EXERCISE =>
Copy, without any change, the lines from the one that holds "the black rubber" through the final line of the material below.
───
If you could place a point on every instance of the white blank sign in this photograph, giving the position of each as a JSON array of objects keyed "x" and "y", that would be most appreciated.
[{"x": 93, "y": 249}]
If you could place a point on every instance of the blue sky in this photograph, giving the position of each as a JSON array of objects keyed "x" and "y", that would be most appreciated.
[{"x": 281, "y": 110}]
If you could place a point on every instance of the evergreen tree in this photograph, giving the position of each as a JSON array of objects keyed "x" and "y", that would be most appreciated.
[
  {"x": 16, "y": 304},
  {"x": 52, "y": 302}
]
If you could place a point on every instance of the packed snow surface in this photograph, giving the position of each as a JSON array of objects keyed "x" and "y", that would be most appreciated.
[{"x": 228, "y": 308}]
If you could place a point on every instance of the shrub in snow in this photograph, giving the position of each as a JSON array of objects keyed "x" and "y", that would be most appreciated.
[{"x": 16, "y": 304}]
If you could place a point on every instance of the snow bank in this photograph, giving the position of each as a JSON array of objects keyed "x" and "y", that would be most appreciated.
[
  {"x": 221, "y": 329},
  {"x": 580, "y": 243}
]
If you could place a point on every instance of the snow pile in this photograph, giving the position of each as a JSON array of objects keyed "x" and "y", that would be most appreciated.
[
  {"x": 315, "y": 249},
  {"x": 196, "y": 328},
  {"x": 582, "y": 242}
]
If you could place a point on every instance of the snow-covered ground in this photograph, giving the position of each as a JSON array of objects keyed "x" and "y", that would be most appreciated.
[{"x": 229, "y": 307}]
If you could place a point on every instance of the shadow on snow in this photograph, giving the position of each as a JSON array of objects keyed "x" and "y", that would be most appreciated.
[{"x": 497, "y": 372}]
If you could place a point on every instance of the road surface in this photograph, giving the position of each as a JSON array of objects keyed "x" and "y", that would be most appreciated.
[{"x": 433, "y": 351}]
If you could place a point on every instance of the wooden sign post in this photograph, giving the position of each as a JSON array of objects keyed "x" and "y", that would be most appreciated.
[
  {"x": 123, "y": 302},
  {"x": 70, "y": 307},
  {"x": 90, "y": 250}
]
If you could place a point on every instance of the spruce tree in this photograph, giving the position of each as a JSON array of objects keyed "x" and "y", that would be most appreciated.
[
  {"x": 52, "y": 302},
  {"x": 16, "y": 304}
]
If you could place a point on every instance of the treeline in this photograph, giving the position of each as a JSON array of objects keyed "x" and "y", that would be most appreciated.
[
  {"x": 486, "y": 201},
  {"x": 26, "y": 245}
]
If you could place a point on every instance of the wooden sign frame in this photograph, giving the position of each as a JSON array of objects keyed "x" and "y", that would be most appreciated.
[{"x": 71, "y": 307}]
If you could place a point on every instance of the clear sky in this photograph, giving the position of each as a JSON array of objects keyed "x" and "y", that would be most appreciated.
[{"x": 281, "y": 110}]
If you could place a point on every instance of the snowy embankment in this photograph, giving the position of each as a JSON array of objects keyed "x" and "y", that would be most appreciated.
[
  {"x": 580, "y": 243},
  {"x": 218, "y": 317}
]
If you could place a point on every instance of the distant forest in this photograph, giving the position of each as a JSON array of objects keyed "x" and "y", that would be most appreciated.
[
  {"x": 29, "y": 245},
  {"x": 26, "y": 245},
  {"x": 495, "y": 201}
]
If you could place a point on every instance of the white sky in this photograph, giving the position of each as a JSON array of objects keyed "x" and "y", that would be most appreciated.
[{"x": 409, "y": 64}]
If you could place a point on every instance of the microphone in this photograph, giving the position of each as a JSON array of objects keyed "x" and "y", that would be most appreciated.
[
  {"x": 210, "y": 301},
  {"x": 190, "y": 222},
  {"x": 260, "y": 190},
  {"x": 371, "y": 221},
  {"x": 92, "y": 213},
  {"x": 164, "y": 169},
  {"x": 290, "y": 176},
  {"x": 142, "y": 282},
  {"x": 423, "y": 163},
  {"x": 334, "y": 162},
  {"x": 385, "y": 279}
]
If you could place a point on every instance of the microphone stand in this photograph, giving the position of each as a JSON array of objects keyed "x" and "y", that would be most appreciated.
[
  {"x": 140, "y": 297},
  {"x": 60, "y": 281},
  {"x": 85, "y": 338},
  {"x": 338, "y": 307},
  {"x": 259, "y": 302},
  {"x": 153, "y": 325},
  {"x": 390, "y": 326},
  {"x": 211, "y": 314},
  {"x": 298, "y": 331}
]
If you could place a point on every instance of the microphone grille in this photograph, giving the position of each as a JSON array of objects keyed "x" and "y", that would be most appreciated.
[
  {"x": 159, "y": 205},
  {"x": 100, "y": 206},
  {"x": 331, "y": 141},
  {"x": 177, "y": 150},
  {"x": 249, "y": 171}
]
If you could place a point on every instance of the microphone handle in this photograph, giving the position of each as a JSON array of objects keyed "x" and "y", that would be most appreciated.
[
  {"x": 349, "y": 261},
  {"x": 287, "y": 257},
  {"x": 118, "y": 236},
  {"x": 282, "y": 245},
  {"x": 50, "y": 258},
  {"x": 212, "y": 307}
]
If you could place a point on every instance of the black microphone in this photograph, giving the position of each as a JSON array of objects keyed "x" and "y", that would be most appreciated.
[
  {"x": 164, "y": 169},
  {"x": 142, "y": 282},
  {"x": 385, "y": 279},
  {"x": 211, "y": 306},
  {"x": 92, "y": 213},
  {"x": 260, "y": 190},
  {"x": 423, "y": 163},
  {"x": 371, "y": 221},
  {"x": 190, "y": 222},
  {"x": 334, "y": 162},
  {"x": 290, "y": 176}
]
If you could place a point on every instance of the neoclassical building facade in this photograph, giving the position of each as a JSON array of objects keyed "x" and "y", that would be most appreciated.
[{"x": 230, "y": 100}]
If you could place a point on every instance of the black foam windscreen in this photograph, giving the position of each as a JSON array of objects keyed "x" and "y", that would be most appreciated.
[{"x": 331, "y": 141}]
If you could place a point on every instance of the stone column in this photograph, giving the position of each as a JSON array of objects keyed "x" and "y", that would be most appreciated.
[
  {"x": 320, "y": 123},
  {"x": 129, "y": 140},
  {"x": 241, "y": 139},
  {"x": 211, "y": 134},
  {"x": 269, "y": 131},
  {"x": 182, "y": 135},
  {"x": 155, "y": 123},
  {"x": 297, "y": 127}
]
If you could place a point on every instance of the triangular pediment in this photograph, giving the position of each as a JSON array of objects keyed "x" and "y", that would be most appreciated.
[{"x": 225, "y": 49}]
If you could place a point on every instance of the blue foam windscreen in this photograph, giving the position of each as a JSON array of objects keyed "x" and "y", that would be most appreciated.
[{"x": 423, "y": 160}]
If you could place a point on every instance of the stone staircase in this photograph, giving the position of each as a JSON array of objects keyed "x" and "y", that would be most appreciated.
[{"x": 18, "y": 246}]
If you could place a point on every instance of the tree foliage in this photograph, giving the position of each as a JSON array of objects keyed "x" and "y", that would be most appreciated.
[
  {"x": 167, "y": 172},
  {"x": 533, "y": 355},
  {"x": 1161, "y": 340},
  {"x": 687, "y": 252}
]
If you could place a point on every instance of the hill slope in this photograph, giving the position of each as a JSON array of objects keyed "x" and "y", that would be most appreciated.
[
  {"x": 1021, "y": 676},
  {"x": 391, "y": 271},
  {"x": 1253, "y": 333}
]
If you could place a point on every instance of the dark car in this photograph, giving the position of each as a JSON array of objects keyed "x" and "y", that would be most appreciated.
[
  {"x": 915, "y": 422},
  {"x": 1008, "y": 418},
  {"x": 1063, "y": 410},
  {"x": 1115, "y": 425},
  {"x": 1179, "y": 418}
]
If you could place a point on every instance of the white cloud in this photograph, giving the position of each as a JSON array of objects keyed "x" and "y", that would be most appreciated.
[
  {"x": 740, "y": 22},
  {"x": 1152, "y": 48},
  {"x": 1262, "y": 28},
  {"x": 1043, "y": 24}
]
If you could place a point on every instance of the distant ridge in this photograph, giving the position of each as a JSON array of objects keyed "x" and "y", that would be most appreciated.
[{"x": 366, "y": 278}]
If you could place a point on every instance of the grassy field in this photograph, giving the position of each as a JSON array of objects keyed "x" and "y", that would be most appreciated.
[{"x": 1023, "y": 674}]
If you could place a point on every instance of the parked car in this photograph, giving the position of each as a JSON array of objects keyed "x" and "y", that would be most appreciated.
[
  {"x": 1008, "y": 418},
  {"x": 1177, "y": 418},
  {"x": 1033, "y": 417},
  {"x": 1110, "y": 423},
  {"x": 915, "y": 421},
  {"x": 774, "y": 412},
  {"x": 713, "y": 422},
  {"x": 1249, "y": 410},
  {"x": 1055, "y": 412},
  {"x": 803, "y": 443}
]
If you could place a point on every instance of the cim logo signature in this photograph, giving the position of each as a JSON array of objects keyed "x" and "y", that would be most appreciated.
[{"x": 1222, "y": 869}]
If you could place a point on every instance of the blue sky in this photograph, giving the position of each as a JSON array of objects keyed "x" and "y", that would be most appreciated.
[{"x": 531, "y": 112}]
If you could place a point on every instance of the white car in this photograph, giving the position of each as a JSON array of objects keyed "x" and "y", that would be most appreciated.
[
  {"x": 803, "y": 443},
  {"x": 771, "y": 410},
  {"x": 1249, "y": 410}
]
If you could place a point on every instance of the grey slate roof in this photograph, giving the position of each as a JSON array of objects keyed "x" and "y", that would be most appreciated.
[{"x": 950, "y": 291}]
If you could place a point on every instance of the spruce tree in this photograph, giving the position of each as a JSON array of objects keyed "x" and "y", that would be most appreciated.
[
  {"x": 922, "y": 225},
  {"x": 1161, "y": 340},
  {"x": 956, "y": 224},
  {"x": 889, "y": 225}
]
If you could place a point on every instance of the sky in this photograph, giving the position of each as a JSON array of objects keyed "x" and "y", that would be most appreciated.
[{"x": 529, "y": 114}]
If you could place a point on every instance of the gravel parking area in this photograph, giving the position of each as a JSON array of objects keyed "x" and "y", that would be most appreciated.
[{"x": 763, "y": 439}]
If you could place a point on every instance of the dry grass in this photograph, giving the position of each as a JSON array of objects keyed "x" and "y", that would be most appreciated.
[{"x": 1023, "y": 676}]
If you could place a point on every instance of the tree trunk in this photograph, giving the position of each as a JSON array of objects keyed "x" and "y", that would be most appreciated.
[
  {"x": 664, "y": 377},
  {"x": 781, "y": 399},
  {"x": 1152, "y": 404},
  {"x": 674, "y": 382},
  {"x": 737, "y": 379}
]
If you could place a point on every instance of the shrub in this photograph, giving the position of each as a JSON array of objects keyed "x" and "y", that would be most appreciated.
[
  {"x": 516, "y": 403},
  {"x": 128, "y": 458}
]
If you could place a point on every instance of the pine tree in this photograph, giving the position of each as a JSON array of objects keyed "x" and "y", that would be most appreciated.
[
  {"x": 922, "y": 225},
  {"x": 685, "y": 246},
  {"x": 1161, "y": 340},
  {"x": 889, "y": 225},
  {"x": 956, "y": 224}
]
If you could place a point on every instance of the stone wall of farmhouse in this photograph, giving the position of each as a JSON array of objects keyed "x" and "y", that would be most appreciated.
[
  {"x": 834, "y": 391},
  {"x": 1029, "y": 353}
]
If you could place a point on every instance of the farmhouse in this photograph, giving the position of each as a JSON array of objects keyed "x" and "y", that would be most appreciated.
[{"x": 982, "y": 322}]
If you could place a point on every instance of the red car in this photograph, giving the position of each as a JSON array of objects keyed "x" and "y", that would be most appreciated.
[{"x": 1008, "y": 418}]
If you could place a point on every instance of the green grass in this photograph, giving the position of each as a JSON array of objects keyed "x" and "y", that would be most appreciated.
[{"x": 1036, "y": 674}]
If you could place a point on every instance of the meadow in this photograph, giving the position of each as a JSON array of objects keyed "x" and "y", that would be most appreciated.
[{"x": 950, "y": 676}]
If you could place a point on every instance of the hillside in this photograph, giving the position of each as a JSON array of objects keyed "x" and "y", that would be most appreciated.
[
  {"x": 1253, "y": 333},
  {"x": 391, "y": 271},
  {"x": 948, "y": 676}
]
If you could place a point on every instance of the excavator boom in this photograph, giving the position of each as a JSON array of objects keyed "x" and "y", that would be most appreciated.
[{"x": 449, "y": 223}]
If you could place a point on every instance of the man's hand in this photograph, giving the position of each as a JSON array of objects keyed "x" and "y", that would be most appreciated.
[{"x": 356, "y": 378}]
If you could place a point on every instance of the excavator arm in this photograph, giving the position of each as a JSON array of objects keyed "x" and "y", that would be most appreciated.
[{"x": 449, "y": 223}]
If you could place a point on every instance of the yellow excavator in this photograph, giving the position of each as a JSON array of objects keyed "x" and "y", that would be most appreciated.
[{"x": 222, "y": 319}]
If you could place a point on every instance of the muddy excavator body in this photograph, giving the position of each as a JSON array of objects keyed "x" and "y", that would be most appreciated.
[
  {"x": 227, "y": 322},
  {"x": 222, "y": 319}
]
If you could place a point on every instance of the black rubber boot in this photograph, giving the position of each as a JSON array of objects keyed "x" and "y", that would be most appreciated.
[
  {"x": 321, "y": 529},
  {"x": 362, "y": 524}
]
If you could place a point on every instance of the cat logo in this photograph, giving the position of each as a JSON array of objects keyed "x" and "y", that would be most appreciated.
───
RESPONSE =>
If you could place a point on every instance of the black rubber boot in this photograph, giving the position of each as a JSON array of objects keyed "x" and "y", that would be most appreciated.
[
  {"x": 321, "y": 529},
  {"x": 362, "y": 524}
]
If you could place a point on every instance of the cat logo in this photograph, giving the position of each as a JSON array of objects keyed "x" and "y", that would be most appreciated.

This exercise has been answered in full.